+++ 本文 +++

1960年代半ばに、ちょっとした妖怪ブームが起こって、そのたぐいの
出版物があちこちの出版社から大量に出た。この時期、空飛ぶ円盤などの本も
ブームであり、これら“人外のもの”のブームと、折りから不安定となっていった
政治状況とのからみは決して浅くない。
高度経済成長は当然のことながら、その成長に乗った者と乗り損ねた者の格差
を拡張し、発展の影に潜む者どもとして、怪獣や宇宙人、そして妖怪といった
零落した神たちに人々が関心を示したのも当然のことだった。
山田野理夫はその時代に、民話の専門家の余技として、怪談の世界に
足を踏み入れた。
大正11年、仙台に生まれた氏は、東北大学文学部史学科卒、第6回
農民文学賞受賞というその経歴が物語るように、郷土とそこに生きる人々の
歴史を語ることをライフワークとした人だった。そして、時代が、彼を妖怪の
語り部とした。
その語り口、そして妖怪とか怪異とかを見る視点は、当時の妖怪関係の著者たち
の中では異質なものだったと言っていい。今昔物語でも、江戸の奇譚であっても、
詩人でもあった彼の文章によって綴られたとき、それは“山田野理夫“の作品
になった。逆に言えば、非常に現代的な要素を持った作品になった。
それがいいことであったかどうか、現在の視点からは批判も多い。
彼の詩心からつむぎだされた妖怪譚が、果たして本当にその地域の伝統の
中から生まれたものかどうか、現在のマニアックな妖怪学の方法論から
すれば、単なるデタラメな作り話としか見られず、妖怪学の研究を
混乱させるものでしかない、という糾弾もネットの上にはある。
しかし、1960年代における妖怪譚は、現在のオタク的な知的欲求から
求められたものではない。この世界の秩序、この世界の理論的構成から
外れた、非常識の世界への逃避がニーズだったのだ。妖怪ライター数ある
中で、山田野理夫の怪異譚は、まさにその、現実の世界に隣接する非現実
の世界を描き出していた気がする。
訃報を知り、書庫から、中学生のときに読んだ『日本怪談集・その愛と死と
美』(1965年、潮文社リヴ)を掘り出して、改めて目を通してみたの
だが、その文体(「……いたのです」を繰り返す文体が非常に印象的だった)

+++ 提供データ +++

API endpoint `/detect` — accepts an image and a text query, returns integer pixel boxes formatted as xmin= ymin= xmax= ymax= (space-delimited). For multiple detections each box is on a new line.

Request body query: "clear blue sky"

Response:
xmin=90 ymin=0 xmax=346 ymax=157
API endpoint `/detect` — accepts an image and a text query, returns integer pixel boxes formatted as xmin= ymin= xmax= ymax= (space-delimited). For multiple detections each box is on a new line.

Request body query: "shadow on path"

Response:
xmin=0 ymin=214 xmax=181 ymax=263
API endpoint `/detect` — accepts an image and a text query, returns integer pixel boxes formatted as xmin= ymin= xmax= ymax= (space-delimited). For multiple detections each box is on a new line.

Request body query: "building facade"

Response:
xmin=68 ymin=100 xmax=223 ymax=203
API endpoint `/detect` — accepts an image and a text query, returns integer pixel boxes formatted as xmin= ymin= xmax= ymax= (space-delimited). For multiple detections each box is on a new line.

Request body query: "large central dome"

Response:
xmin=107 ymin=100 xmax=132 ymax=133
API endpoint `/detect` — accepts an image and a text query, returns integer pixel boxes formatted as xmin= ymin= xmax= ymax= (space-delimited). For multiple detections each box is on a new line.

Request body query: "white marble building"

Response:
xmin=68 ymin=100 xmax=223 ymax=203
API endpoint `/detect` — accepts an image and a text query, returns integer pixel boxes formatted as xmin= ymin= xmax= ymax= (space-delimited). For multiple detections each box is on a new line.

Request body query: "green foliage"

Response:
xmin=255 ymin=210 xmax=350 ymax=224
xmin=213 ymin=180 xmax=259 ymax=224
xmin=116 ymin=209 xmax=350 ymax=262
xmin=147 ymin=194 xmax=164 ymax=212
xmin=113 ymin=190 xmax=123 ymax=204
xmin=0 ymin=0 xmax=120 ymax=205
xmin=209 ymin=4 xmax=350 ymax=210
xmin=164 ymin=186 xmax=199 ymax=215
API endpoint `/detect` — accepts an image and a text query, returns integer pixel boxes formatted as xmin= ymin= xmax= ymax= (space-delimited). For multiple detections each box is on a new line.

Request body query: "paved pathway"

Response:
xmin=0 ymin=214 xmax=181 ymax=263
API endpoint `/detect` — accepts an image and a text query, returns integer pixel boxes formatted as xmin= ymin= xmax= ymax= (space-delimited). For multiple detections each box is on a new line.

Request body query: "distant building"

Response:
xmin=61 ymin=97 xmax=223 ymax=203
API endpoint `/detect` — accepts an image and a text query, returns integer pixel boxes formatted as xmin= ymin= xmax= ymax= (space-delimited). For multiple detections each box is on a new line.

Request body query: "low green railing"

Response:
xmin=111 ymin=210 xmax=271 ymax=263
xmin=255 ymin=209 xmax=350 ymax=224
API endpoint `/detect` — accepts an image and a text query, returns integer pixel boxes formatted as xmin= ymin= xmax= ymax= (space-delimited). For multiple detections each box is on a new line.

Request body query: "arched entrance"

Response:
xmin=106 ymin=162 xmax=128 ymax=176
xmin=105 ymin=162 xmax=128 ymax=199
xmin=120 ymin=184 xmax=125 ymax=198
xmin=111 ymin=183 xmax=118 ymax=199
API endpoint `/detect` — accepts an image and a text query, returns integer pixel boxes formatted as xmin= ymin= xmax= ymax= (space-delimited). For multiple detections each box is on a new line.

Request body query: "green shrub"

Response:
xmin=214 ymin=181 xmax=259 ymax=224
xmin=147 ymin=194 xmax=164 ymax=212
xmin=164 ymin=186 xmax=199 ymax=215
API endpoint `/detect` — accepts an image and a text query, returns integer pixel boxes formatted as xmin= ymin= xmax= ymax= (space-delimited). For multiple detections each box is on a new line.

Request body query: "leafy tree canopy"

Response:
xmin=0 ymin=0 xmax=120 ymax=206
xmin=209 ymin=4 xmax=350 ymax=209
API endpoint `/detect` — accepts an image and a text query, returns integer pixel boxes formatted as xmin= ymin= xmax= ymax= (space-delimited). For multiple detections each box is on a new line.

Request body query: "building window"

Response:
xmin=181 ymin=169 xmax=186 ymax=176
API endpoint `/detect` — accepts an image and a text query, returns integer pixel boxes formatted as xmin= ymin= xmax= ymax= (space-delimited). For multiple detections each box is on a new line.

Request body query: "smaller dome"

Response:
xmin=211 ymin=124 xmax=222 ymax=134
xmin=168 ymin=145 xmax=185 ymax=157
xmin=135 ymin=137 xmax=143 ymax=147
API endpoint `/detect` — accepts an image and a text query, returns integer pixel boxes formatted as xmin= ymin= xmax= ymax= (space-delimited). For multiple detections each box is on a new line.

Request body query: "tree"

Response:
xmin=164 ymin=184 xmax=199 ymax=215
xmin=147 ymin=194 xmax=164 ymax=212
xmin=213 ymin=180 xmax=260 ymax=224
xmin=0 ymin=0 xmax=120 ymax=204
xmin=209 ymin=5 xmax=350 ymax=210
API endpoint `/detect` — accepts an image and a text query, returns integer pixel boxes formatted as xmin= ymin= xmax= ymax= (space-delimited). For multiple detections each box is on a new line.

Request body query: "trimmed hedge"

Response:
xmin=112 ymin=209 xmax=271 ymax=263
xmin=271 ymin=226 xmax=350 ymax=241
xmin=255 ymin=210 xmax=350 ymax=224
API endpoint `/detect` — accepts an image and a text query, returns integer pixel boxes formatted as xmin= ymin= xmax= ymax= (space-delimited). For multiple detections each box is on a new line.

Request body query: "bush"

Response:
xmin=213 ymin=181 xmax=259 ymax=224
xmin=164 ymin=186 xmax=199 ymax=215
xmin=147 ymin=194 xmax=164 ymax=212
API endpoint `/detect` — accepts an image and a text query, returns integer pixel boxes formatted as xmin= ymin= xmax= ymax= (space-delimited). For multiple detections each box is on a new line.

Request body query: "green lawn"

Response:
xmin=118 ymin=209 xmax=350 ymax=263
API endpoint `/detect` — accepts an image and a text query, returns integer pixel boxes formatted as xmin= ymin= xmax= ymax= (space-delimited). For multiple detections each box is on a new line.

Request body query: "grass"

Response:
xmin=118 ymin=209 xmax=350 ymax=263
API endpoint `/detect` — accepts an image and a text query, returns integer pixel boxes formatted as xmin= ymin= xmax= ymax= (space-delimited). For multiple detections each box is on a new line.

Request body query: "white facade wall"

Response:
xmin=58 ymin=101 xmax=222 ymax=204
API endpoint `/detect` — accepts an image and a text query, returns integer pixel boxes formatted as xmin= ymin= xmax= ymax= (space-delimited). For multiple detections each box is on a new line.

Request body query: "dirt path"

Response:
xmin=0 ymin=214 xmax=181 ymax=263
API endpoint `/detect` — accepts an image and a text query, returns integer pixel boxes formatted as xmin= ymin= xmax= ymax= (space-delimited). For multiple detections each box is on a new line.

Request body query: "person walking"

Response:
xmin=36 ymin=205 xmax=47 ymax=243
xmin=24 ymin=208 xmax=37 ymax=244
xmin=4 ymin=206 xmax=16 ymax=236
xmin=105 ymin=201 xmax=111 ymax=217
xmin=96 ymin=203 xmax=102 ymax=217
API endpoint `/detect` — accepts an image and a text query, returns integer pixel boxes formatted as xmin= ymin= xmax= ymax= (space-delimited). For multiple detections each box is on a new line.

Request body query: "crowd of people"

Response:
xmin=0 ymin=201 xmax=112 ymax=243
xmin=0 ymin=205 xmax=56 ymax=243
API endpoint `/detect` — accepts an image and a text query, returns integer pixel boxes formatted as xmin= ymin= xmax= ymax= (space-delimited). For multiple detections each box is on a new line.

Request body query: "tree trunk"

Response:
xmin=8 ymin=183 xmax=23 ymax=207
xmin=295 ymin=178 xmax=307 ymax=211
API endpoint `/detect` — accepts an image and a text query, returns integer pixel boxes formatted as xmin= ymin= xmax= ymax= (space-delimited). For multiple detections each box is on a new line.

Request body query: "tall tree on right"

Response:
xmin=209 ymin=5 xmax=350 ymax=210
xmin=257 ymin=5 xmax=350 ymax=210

+++

*課題 1:*
本文の内容をもとに、次の問いに答えてください。
(a) 山田野理夫はいつ、どこで生まれたか。
(b) 山田野理夫が受賞した賞は何か。
(c) 筆者が中学生のときに読み、書庫から掘り出した本の書名と刊行年は何か。
*課題 2:*
本文で「零落した神たち」として挙げられているものをすべて書き出してください。
*課題 3:*
山田野理夫について述べた本文を、最後の部分から先へ書き進めてください。

*解答 1:*
(a) 大正11年、仙台
(b) 第6回農民文学賞
(c) 『日本怪談集・その愛と死と美』、1965年

*解答 2:*
怪獣、宇宙人、妖怪

*解答 3:*
以外、ほとんど記憶から消えていたのに驚いた。妖怪図鑑的な知識
の充足を期待して購入した中学一年生には、山田氏の文章が描く、詩的
な世界はついていけないものだったのだろう。ことに、古典から採られた
エピソードのあいまにときおりはさまる、出来の悪いコントのような落し噺に
ヘキエキしたものだ。それも内容はほとんど忘れていた。
確かに読んだ、という証拠として記憶にあったものは、後にNHKの
番組で実際に見た、千葉の仏教劇『鬼来迎』のシナリオ採録(?)と、
ところどころに挿入される、氏の詩であった。特に、下記の詩は少年時代の
私にとってトラウマとなっていたものだった。
『水稲』
「あの男には肛門がない
田んぼの中に
べっべっと口から
血の混った糞をする
水稲には虫が涌き
茎は朱になる」
農業を営む者たちにとっての稲の病気を妖怪的存在にイメージさせた
その表現は、“この世ならざるところにいる”妖怪ではなく、現実世界
にある災厄や現象すなわち妖怪なのだ、という著者のメッセージが強く現れた
ものだ。
その後、山田氏は東北の民話・怪談の研究者として活躍した。
ふるさと・東北の被災に、どのような思いを胸中に抱いたこと
であろうか。訃報を記に、中学一年生以来数十年ぶりに、氏の
著作を渉猟してみたい気になった。
冥福をお祈りする。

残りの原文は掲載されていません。